• [Task]: Set down every record below exactly as it appears, but without the pictures.

================================

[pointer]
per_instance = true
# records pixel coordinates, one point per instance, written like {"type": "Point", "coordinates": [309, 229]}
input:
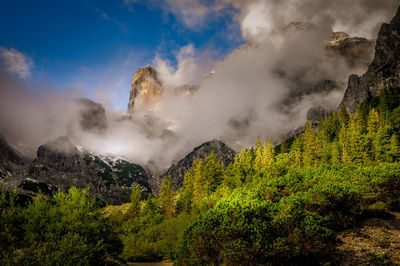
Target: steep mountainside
{"type": "Point", "coordinates": [60, 165]}
{"type": "Point", "coordinates": [145, 88]}
{"type": "Point", "coordinates": [384, 70]}
{"type": "Point", "coordinates": [178, 170]}
{"type": "Point", "coordinates": [12, 164]}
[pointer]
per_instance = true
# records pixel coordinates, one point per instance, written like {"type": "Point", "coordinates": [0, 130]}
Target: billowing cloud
{"type": "Point", "coordinates": [15, 62]}
{"type": "Point", "coordinates": [264, 88]}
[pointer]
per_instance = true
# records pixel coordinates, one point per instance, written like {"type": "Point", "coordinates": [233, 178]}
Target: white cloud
{"type": "Point", "coordinates": [16, 62]}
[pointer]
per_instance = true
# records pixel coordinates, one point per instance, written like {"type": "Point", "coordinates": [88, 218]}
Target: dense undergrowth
{"type": "Point", "coordinates": [271, 206]}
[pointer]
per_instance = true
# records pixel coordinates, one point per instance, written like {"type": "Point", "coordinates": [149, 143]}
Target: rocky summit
{"type": "Point", "coordinates": [384, 70]}
{"type": "Point", "coordinates": [145, 88]}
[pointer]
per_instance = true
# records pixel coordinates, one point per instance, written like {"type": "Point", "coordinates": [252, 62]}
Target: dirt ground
{"type": "Point", "coordinates": [375, 242]}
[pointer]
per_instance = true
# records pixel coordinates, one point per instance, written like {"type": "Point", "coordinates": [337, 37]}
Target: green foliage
{"type": "Point", "coordinates": [67, 230]}
{"type": "Point", "coordinates": [272, 205]}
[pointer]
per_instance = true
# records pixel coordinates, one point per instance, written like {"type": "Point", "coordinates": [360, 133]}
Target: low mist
{"type": "Point", "coordinates": [265, 88]}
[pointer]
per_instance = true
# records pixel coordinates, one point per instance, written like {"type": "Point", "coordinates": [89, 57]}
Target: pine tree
{"type": "Point", "coordinates": [166, 198]}
{"type": "Point", "coordinates": [356, 143]}
{"type": "Point", "coordinates": [135, 205]}
{"type": "Point", "coordinates": [212, 172]}
{"type": "Point", "coordinates": [343, 115]}
{"type": "Point", "coordinates": [295, 154]}
{"type": "Point", "coordinates": [267, 156]}
{"type": "Point", "coordinates": [394, 148]}
{"type": "Point", "coordinates": [373, 125]}
{"type": "Point", "coordinates": [309, 145]}
{"type": "Point", "coordinates": [283, 146]}
{"type": "Point", "coordinates": [258, 156]}
{"type": "Point", "coordinates": [382, 144]}
{"type": "Point", "coordinates": [198, 185]}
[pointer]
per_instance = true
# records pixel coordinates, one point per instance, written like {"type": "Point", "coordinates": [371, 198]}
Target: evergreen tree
{"type": "Point", "coordinates": [373, 126]}
{"type": "Point", "coordinates": [212, 172]}
{"type": "Point", "coordinates": [283, 145]}
{"type": "Point", "coordinates": [295, 154]}
{"type": "Point", "coordinates": [134, 207]}
{"type": "Point", "coordinates": [309, 144]}
{"type": "Point", "coordinates": [166, 198]}
{"type": "Point", "coordinates": [394, 148]}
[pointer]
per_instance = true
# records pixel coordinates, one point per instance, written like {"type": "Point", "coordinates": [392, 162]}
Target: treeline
{"type": "Point", "coordinates": [280, 204]}
{"type": "Point", "coordinates": [272, 205]}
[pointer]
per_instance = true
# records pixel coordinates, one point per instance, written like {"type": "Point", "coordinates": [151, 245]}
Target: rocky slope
{"type": "Point", "coordinates": [145, 88]}
{"type": "Point", "coordinates": [60, 165]}
{"type": "Point", "coordinates": [383, 71]}
{"type": "Point", "coordinates": [178, 170]}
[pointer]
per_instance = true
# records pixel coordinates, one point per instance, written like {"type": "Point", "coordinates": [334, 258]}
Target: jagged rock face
{"type": "Point", "coordinates": [383, 71]}
{"type": "Point", "coordinates": [145, 88]}
{"type": "Point", "coordinates": [315, 114]}
{"type": "Point", "coordinates": [178, 170]}
{"type": "Point", "coordinates": [61, 164]}
{"type": "Point", "coordinates": [12, 164]}
{"type": "Point", "coordinates": [357, 51]}
{"type": "Point", "coordinates": [93, 115]}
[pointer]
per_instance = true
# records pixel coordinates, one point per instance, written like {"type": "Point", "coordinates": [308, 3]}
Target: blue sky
{"type": "Point", "coordinates": [94, 45]}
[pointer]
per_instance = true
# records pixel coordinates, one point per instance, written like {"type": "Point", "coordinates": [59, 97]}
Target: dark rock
{"type": "Point", "coordinates": [384, 70]}
{"type": "Point", "coordinates": [111, 179]}
{"type": "Point", "coordinates": [35, 186]}
{"type": "Point", "coordinates": [178, 170]}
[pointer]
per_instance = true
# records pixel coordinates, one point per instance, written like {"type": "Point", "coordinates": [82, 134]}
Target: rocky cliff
{"type": "Point", "coordinates": [383, 71]}
{"type": "Point", "coordinates": [59, 165]}
{"type": "Point", "coordinates": [178, 170]}
{"type": "Point", "coordinates": [145, 88]}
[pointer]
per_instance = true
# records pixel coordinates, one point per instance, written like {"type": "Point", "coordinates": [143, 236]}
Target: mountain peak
{"type": "Point", "coordinates": [384, 70]}
{"type": "Point", "coordinates": [145, 88]}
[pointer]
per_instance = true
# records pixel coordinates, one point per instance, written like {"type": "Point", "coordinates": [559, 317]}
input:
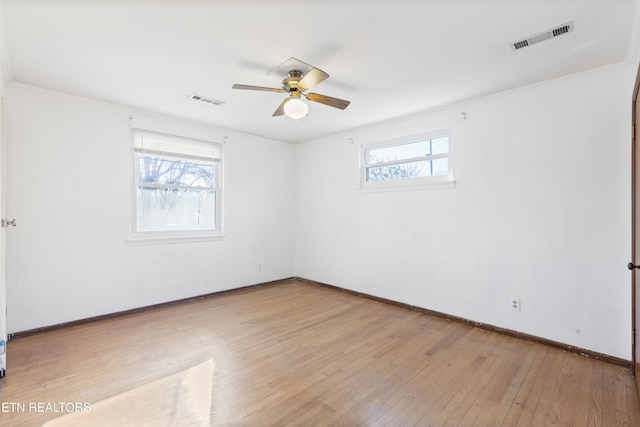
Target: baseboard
{"type": "Point", "coordinates": [562, 346]}
{"type": "Point", "coordinates": [35, 331]}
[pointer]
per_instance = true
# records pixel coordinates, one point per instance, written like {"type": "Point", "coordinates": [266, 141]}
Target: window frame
{"type": "Point", "coordinates": [421, 182]}
{"type": "Point", "coordinates": [176, 236]}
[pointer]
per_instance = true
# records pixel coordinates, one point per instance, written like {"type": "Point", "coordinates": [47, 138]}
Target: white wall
{"type": "Point", "coordinates": [69, 187]}
{"type": "Point", "coordinates": [541, 211]}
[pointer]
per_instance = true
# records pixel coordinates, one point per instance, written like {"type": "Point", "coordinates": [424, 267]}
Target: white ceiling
{"type": "Point", "coordinates": [390, 58]}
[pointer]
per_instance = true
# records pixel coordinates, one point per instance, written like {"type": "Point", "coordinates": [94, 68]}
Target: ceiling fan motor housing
{"type": "Point", "coordinates": [291, 82]}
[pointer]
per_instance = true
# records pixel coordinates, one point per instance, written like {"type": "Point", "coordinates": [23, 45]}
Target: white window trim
{"type": "Point", "coordinates": [418, 183]}
{"type": "Point", "coordinates": [136, 238]}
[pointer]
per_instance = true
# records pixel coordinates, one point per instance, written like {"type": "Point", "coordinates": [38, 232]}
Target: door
{"type": "Point", "coordinates": [635, 231]}
{"type": "Point", "coordinates": [3, 291]}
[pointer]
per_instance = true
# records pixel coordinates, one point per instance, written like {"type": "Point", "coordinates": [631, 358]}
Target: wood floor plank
{"type": "Point", "coordinates": [301, 355]}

================================

• [Response to this exercise]:
[pointer]
per_instance = true
# records pixel coordinates, one point per instance, written like {"type": "Point", "coordinates": [309, 229]}
input:
Target: steep mountainside
{"type": "Point", "coordinates": [60, 165]}
{"type": "Point", "coordinates": [145, 88]}
{"type": "Point", "coordinates": [384, 70]}
{"type": "Point", "coordinates": [178, 170]}
{"type": "Point", "coordinates": [12, 164]}
[pointer]
per_instance = true
# records pixel coordinates, one point per instance, written like {"type": "Point", "coordinates": [0, 130]}
Target: billowing cloud
{"type": "Point", "coordinates": [15, 62]}
{"type": "Point", "coordinates": [264, 88]}
[pointer]
per_instance = true
# records pixel coordinates, one point per instance, written like {"type": "Point", "coordinates": [233, 178]}
Target: white cloud
{"type": "Point", "coordinates": [16, 62]}
[pointer]
per_instance = true
# records pixel coordinates, one point per instance, written like {"type": "Point", "coordinates": [88, 218]}
Target: dense undergrowth
{"type": "Point", "coordinates": [271, 206]}
[pointer]
per_instance = true
# records pixel coordinates, one point per instance, written like {"type": "Point", "coordinates": [149, 143]}
Target: rocky summit
{"type": "Point", "coordinates": [384, 70]}
{"type": "Point", "coordinates": [145, 88]}
[pointer]
per_instance = true
# records pixel coordinates, one point per instance, written like {"type": "Point", "coordinates": [252, 62]}
Target: dirt ground
{"type": "Point", "coordinates": [375, 242]}
[pointer]
per_instance = true
# records pixel coordinates, one point per instance, written like {"type": "Point", "coordinates": [337, 37]}
Target: green foliage
{"type": "Point", "coordinates": [67, 230]}
{"type": "Point", "coordinates": [272, 205]}
[pointer]
per_instance = true
# records pixel coordinates, one point per instance, written like {"type": "Point", "coordinates": [360, 133]}
Target: low mist
{"type": "Point", "coordinates": [265, 88]}
[pointer]
per_instance = true
# records pixel coordinates, one point per instance, written like {"type": "Point", "coordinates": [89, 57]}
Target: pine tree
{"type": "Point", "coordinates": [166, 198]}
{"type": "Point", "coordinates": [356, 143]}
{"type": "Point", "coordinates": [135, 205]}
{"type": "Point", "coordinates": [212, 172]}
{"type": "Point", "coordinates": [343, 115]}
{"type": "Point", "coordinates": [295, 154]}
{"type": "Point", "coordinates": [267, 156]}
{"type": "Point", "coordinates": [394, 148]}
{"type": "Point", "coordinates": [373, 125]}
{"type": "Point", "coordinates": [309, 145]}
{"type": "Point", "coordinates": [283, 146]}
{"type": "Point", "coordinates": [258, 156]}
{"type": "Point", "coordinates": [382, 144]}
{"type": "Point", "coordinates": [198, 185]}
[pointer]
per_instance = true
# records pixel coordinates, one point per instance, written like {"type": "Point", "coordinates": [371, 198]}
Target: evergreen tree
{"type": "Point", "coordinates": [373, 126]}
{"type": "Point", "coordinates": [212, 172]}
{"type": "Point", "coordinates": [283, 145]}
{"type": "Point", "coordinates": [295, 154]}
{"type": "Point", "coordinates": [134, 207]}
{"type": "Point", "coordinates": [309, 144]}
{"type": "Point", "coordinates": [166, 198]}
{"type": "Point", "coordinates": [394, 148]}
[pointer]
per_instance = true
# records pixel coordinates, one point per instance, written like {"type": "Point", "coordinates": [392, 162]}
Target: treeline
{"type": "Point", "coordinates": [280, 204]}
{"type": "Point", "coordinates": [272, 205]}
[pointer]
per_instance = true
# records pixel coordinates, one point per instance, written like {"type": "Point", "coordinates": [151, 245]}
Target: rocky slope
{"type": "Point", "coordinates": [145, 88]}
{"type": "Point", "coordinates": [60, 165]}
{"type": "Point", "coordinates": [383, 71]}
{"type": "Point", "coordinates": [178, 170]}
[pointer]
per_instance = true
# records pixel coordinates, one point per instance, written like {"type": "Point", "coordinates": [334, 258]}
Target: jagged rock face
{"type": "Point", "coordinates": [383, 71]}
{"type": "Point", "coordinates": [145, 88]}
{"type": "Point", "coordinates": [315, 114]}
{"type": "Point", "coordinates": [178, 170]}
{"type": "Point", "coordinates": [61, 164]}
{"type": "Point", "coordinates": [12, 164]}
{"type": "Point", "coordinates": [357, 51]}
{"type": "Point", "coordinates": [93, 115]}
[pointer]
per_instance = true
# records pixel coordinates, one point per instance, written like {"type": "Point", "coordinates": [308, 3]}
Target: blue sky
{"type": "Point", "coordinates": [94, 45]}
[pointer]
per_instance = true
# records pixel coordinates, one point per instance, written like {"type": "Point", "coordinates": [59, 97]}
Target: dark rock
{"type": "Point", "coordinates": [384, 70]}
{"type": "Point", "coordinates": [111, 179]}
{"type": "Point", "coordinates": [35, 186]}
{"type": "Point", "coordinates": [178, 170]}
[pointer]
per_instance = true
# records pixel coordinates, one point per instance, written like {"type": "Point", "coordinates": [82, 134]}
Target: rocky cliff
{"type": "Point", "coordinates": [383, 71]}
{"type": "Point", "coordinates": [59, 165]}
{"type": "Point", "coordinates": [178, 170]}
{"type": "Point", "coordinates": [145, 88]}
[pointer]
per_instance = true
# records pixel coordinates, one point per instance, written like {"type": "Point", "coordinates": [143, 236]}
Target: mountain peak
{"type": "Point", "coordinates": [384, 70]}
{"type": "Point", "coordinates": [145, 88]}
[pointer]
per_instance = true
# records pixel coordinates, one point per instance, written like {"type": "Point", "coordinates": [559, 317]}
input:
Target: baseboard
{"type": "Point", "coordinates": [562, 346]}
{"type": "Point", "coordinates": [35, 331]}
[pointer]
per_instance = true
# records pixel coordinates, one point per instance, written like {"type": "Point", "coordinates": [266, 141]}
Target: window frame
{"type": "Point", "coordinates": [421, 182]}
{"type": "Point", "coordinates": [176, 236]}
[pointer]
per_instance = true
# records pixel coordinates, one point per instance, written like {"type": "Point", "coordinates": [47, 138]}
Target: white wall
{"type": "Point", "coordinates": [69, 187]}
{"type": "Point", "coordinates": [541, 211]}
[pointer]
per_instance = true
# records pixel coordinates, one point per instance, written like {"type": "Point", "coordinates": [424, 267]}
Target: white ceiling
{"type": "Point", "coordinates": [390, 58]}
[pointer]
per_instance = true
# records pixel coordinates, one point per instance, written like {"type": "Point", "coordinates": [94, 68]}
Target: ceiling fan motor housing
{"type": "Point", "coordinates": [291, 82]}
[pointer]
per_instance = true
# records pixel coordinates, one point per instance, written like {"type": "Point", "coordinates": [23, 45]}
Target: white window trim
{"type": "Point", "coordinates": [418, 183]}
{"type": "Point", "coordinates": [136, 238]}
[pointer]
per_instance = true
# records pixel coordinates, one point per instance, written like {"type": "Point", "coordinates": [38, 232]}
Target: door
{"type": "Point", "coordinates": [635, 231]}
{"type": "Point", "coordinates": [3, 291]}
[pointer]
per_instance = true
# records pixel coordinates, one point per instance, written like {"type": "Point", "coordinates": [631, 358]}
Target: wood floor plank
{"type": "Point", "coordinates": [301, 355]}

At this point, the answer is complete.